## Written request
Please explain, in one to three sentences, why the reply in the forum thread on installing SAP on a PC advises against putting SAP on a personal computer.

# What is the system configuration required for Installing SAP on a PC?



## ajayritik (Aug 25, 2008)

My friend is planning to buy a new PC for practising SAP. What kind of configuration should we choose to have SAP work efficiently? Does anyone here have SAP installed on their PC if so what is the minimum configuration that I should look for.

Friends! Someone please give me some suggestions?


----------



## ajayritik (Aug 28, 2008)

Still nobody to help me on this?


----------



## VexByte (Aug 29, 2008)

*Processor :* Dual Core Processors(AMD/Intel)

*RAM :* 2 GB min.

*OS :* Windows 2003/2008 Advanced Server

Installation of SAP requires certain expertise and technical knowledge. It's not like installing application software on your PC.* I don't suggest installing SAP on a personal computer. You will not be able to run SAP products efficiently on a PC with limited resources.*


----------



## ajayritik (Aug 29, 2008)

Thanks for your suggestion


----------



## Happyarimaan (Jan 28, 2009)

Hi VexByte

I am planning to install SAP in my PC for learning purpose. I will be also using Visual Studio 2008 & SQL Server 2008 and other applications as well. Therefore in my case :

What will be the minimum config. for my system ? RAM, HardDrive (how big? will 250 GB do?), Processor(whether Quad is req. how much Ghz), Motherboard(any brand , specific requirements).ETC.

Also you mentioned that Installation of SAP is different. Where do I get that info as to properly install SAP? Free download sites.etc. Also do you have any links to sites which provide study material. What is "cloning" of SAP?

Please HELP !!


----------

Items listed in a dataset

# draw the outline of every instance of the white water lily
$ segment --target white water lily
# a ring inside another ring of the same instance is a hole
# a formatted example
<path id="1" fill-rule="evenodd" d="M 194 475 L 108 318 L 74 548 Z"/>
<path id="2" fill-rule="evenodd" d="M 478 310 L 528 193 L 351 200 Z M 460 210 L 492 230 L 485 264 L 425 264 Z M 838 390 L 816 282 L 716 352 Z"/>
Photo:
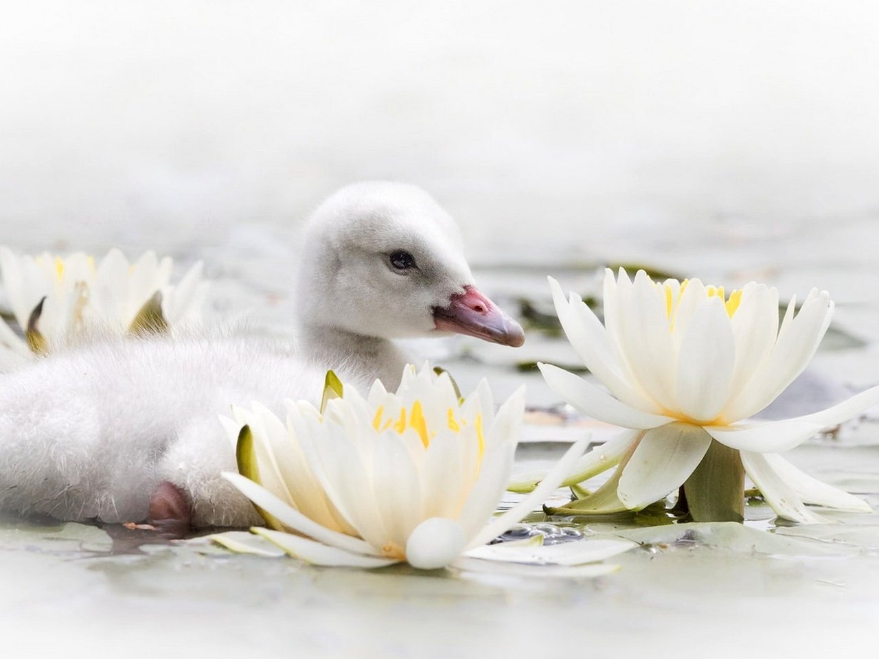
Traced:
<path id="1" fill-rule="evenodd" d="M 310 403 L 288 401 L 288 441 L 301 448 L 308 469 L 301 462 L 278 460 L 272 477 L 282 474 L 280 480 L 291 482 L 296 474 L 313 474 L 356 537 L 319 521 L 297 496 L 278 496 L 276 484 L 223 476 L 264 513 L 308 536 L 253 529 L 304 561 L 365 568 L 406 561 L 416 568 L 441 568 L 520 521 L 582 455 L 588 438 L 569 449 L 530 496 L 491 519 L 512 469 L 523 412 L 522 389 L 495 414 L 484 381 L 462 400 L 447 373 L 426 367 L 418 373 L 408 368 L 396 394 L 378 381 L 366 399 L 346 389 L 326 402 L 323 415 Z M 255 442 L 277 446 L 283 425 L 277 418 L 266 422 L 265 410 L 260 416 L 262 426 L 251 428 Z M 276 437 L 256 438 L 267 432 Z M 242 546 L 240 539 L 236 544 Z M 630 547 L 612 548 L 619 553 Z M 587 562 L 605 558 L 607 547 L 583 542 L 578 551 L 580 562 Z"/>
<path id="2" fill-rule="evenodd" d="M 25 338 L 0 322 L 0 369 L 32 354 L 56 351 L 90 335 L 197 324 L 207 284 L 198 263 L 177 286 L 173 262 L 144 253 L 130 264 L 113 249 L 98 263 L 82 252 L 66 257 L 16 256 L 0 248 L 0 276 Z"/>
<path id="3" fill-rule="evenodd" d="M 295 429 L 282 423 L 268 408 L 256 402 L 251 407 L 235 406 L 232 418 L 220 419 L 236 447 L 238 470 L 317 524 L 356 535 L 309 467 Z M 264 514 L 264 518 L 270 528 L 290 530 L 271 515 Z"/>
<path id="4" fill-rule="evenodd" d="M 604 280 L 604 324 L 550 278 L 571 345 L 607 388 L 549 365 L 549 385 L 596 419 L 629 429 L 583 457 L 573 484 L 619 465 L 599 490 L 565 511 L 640 510 L 684 485 L 699 520 L 741 518 L 744 472 L 775 512 L 820 518 L 804 503 L 868 511 L 861 499 L 816 481 L 778 455 L 879 403 L 879 387 L 795 418 L 748 417 L 771 403 L 811 360 L 833 303 L 813 290 L 779 324 L 778 292 L 750 283 L 727 297 L 699 279 L 654 282 L 625 271 Z M 608 393 L 609 392 L 609 393 Z"/>

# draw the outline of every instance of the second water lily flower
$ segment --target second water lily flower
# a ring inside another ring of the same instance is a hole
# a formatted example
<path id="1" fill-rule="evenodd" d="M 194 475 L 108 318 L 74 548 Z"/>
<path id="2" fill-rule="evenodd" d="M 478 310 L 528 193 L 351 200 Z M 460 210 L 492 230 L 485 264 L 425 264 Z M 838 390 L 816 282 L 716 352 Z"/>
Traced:
<path id="1" fill-rule="evenodd" d="M 616 467 L 611 479 L 561 512 L 640 510 L 683 485 L 697 521 L 741 520 L 747 475 L 782 518 L 820 518 L 805 503 L 869 511 L 864 501 L 803 473 L 778 453 L 879 403 L 879 387 L 782 421 L 749 420 L 811 360 L 833 303 L 813 290 L 779 323 L 778 292 L 751 283 L 727 296 L 699 279 L 604 280 L 604 324 L 550 278 L 571 345 L 607 391 L 553 366 L 556 393 L 596 419 L 628 429 L 584 456 L 567 484 Z"/>
<path id="2" fill-rule="evenodd" d="M 142 334 L 195 324 L 207 284 L 200 263 L 171 284 L 172 260 L 144 253 L 129 263 L 111 250 L 99 262 L 82 252 L 17 256 L 0 248 L 0 275 L 24 339 L 0 321 L 0 370 L 90 335 Z"/>
<path id="3" fill-rule="evenodd" d="M 223 475 L 275 528 L 254 532 L 319 565 L 448 565 L 538 507 L 587 441 L 573 445 L 530 496 L 492 518 L 512 469 L 522 389 L 496 414 L 484 382 L 461 399 L 447 373 L 408 368 L 396 393 L 376 382 L 366 398 L 345 389 L 326 402 L 323 414 L 305 402 L 287 402 L 287 411 L 286 428 L 259 409 L 250 416 L 257 423 L 243 431 L 263 445 L 260 482 Z M 310 494 L 294 492 L 297 483 Z M 579 543 L 579 558 L 599 560 L 630 547 L 607 542 L 613 547 Z M 600 555 L 587 555 L 596 551 Z"/>

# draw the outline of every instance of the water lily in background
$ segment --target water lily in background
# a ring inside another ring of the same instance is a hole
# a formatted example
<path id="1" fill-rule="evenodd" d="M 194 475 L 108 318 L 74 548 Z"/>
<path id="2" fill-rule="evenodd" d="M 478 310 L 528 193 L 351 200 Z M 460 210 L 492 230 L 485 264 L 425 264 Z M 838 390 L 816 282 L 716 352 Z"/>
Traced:
<path id="1" fill-rule="evenodd" d="M 253 422 L 241 433 L 245 445 L 252 442 L 253 454 L 263 453 L 256 459 L 258 474 L 251 472 L 258 482 L 239 474 L 223 476 L 274 520 L 275 529 L 254 528 L 255 533 L 318 565 L 374 568 L 405 561 L 431 569 L 468 550 L 494 558 L 498 550 L 486 554 L 483 546 L 558 487 L 588 439 L 570 447 L 527 497 L 491 518 L 512 469 L 522 389 L 496 414 L 484 381 L 461 399 L 447 373 L 410 367 L 396 393 L 376 381 L 367 398 L 348 387 L 327 400 L 323 414 L 304 402 L 287 407 L 286 431 L 262 408 L 250 416 L 239 413 L 239 420 Z M 239 453 L 247 450 L 239 442 Z M 300 492 L 293 491 L 294 485 Z M 312 509 L 306 509 L 306 499 Z M 215 539 L 242 548 L 240 534 Z M 566 564 L 632 547 L 615 540 L 570 544 L 554 550 L 563 552 Z M 511 551 L 521 558 L 533 547 Z"/>
<path id="2" fill-rule="evenodd" d="M 207 287 L 202 264 L 177 286 L 171 285 L 172 266 L 170 257 L 152 251 L 130 264 L 113 249 L 96 264 L 82 252 L 32 257 L 0 248 L 3 288 L 24 335 L 0 322 L 0 369 L 90 334 L 142 334 L 197 323 Z"/>
<path id="3" fill-rule="evenodd" d="M 729 296 L 699 279 L 656 282 L 623 270 L 604 280 L 604 324 L 550 278 L 559 320 L 602 390 L 541 364 L 547 383 L 596 419 L 628 429 L 586 453 L 574 484 L 616 467 L 602 487 L 559 512 L 640 510 L 683 485 L 697 521 L 741 520 L 745 474 L 782 518 L 814 522 L 804 503 L 869 511 L 861 499 L 803 473 L 778 453 L 879 403 L 879 387 L 782 421 L 749 417 L 811 360 L 833 303 L 813 290 L 779 324 L 778 292 L 750 283 Z"/>

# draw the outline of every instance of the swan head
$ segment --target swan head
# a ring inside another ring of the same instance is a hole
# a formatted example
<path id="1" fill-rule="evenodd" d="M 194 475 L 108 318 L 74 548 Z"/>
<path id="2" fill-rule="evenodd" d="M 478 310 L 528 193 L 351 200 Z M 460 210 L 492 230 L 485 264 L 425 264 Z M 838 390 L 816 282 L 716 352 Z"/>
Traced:
<path id="1" fill-rule="evenodd" d="M 365 337 L 454 332 L 505 345 L 522 328 L 476 288 L 454 221 L 421 188 L 359 183 L 309 220 L 301 322 Z"/>

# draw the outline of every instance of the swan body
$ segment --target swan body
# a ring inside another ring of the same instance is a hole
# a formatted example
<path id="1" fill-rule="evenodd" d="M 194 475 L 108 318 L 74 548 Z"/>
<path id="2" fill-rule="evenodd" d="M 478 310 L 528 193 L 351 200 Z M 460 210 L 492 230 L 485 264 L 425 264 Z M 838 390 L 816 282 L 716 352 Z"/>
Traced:
<path id="1" fill-rule="evenodd" d="M 475 288 L 454 221 L 418 188 L 344 188 L 302 247 L 296 349 L 229 334 L 107 339 L 0 375 L 0 510 L 113 523 L 170 508 L 197 527 L 259 524 L 220 477 L 236 468 L 218 418 L 230 405 L 317 403 L 328 368 L 363 390 L 375 378 L 396 387 L 396 337 L 522 342 Z"/>

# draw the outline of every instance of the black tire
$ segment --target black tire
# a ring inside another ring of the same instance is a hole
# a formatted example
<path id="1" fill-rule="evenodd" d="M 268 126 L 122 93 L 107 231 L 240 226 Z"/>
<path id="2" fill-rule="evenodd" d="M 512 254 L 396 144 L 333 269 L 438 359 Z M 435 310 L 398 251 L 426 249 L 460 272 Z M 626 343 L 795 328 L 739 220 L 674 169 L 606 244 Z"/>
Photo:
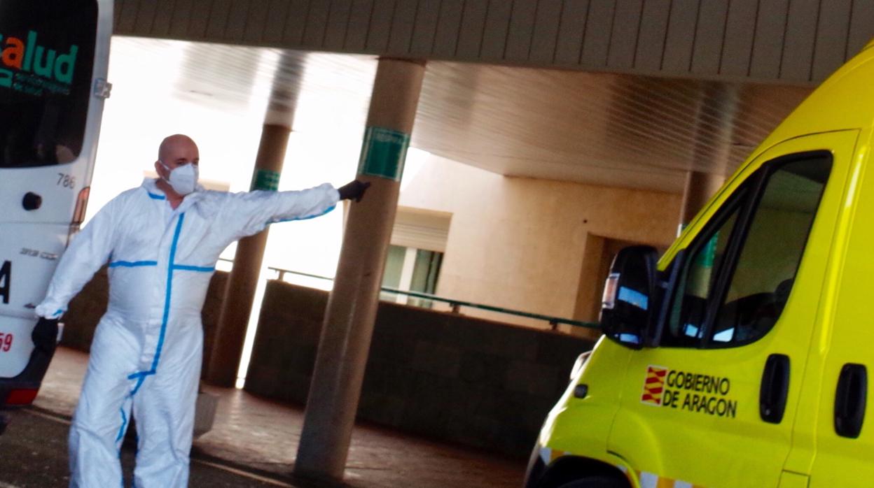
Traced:
<path id="1" fill-rule="evenodd" d="M 624 479 L 608 476 L 593 476 L 565 483 L 558 488 L 628 488 L 628 484 Z"/>

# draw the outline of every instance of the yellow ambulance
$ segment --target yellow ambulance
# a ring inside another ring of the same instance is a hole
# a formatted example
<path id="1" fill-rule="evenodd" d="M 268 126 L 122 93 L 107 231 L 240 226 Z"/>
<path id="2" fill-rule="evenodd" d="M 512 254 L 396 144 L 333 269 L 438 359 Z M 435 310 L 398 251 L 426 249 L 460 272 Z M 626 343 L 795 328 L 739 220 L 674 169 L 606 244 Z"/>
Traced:
<path id="1" fill-rule="evenodd" d="M 874 43 L 661 259 L 617 255 L 526 487 L 874 486 L 872 137 Z"/>

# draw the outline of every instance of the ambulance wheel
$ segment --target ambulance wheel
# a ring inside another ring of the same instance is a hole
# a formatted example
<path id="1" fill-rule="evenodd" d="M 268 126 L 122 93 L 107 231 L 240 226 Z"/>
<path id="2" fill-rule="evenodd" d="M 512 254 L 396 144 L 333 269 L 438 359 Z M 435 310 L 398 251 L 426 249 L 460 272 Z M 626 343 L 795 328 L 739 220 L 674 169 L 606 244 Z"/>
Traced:
<path id="1" fill-rule="evenodd" d="M 628 484 L 625 480 L 608 476 L 593 476 L 565 483 L 558 488 L 628 488 Z"/>

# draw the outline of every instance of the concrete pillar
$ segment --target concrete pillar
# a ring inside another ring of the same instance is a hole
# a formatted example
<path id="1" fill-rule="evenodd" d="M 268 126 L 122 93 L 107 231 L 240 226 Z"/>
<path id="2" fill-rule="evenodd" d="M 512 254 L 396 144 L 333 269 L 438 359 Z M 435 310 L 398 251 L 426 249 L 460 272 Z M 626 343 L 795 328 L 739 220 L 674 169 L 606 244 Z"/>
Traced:
<path id="1" fill-rule="evenodd" d="M 286 52 L 280 58 L 255 156 L 251 189 L 275 191 L 279 188 L 303 63 L 304 58 L 295 52 Z M 236 382 L 267 233 L 265 230 L 237 243 L 233 269 L 228 277 L 218 314 L 217 339 L 212 343 L 209 362 L 205 368 L 204 378 L 211 384 L 231 388 Z"/>
<path id="2" fill-rule="evenodd" d="M 379 59 L 357 175 L 371 186 L 349 210 L 307 400 L 296 475 L 343 478 L 424 75 L 423 61 Z"/>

## The answer
The reply says a PC with limited resources will not run SAP products efficiently. It also notes that installing SAP takes expertise and technical knowledge and is unlike installing ordinary application software.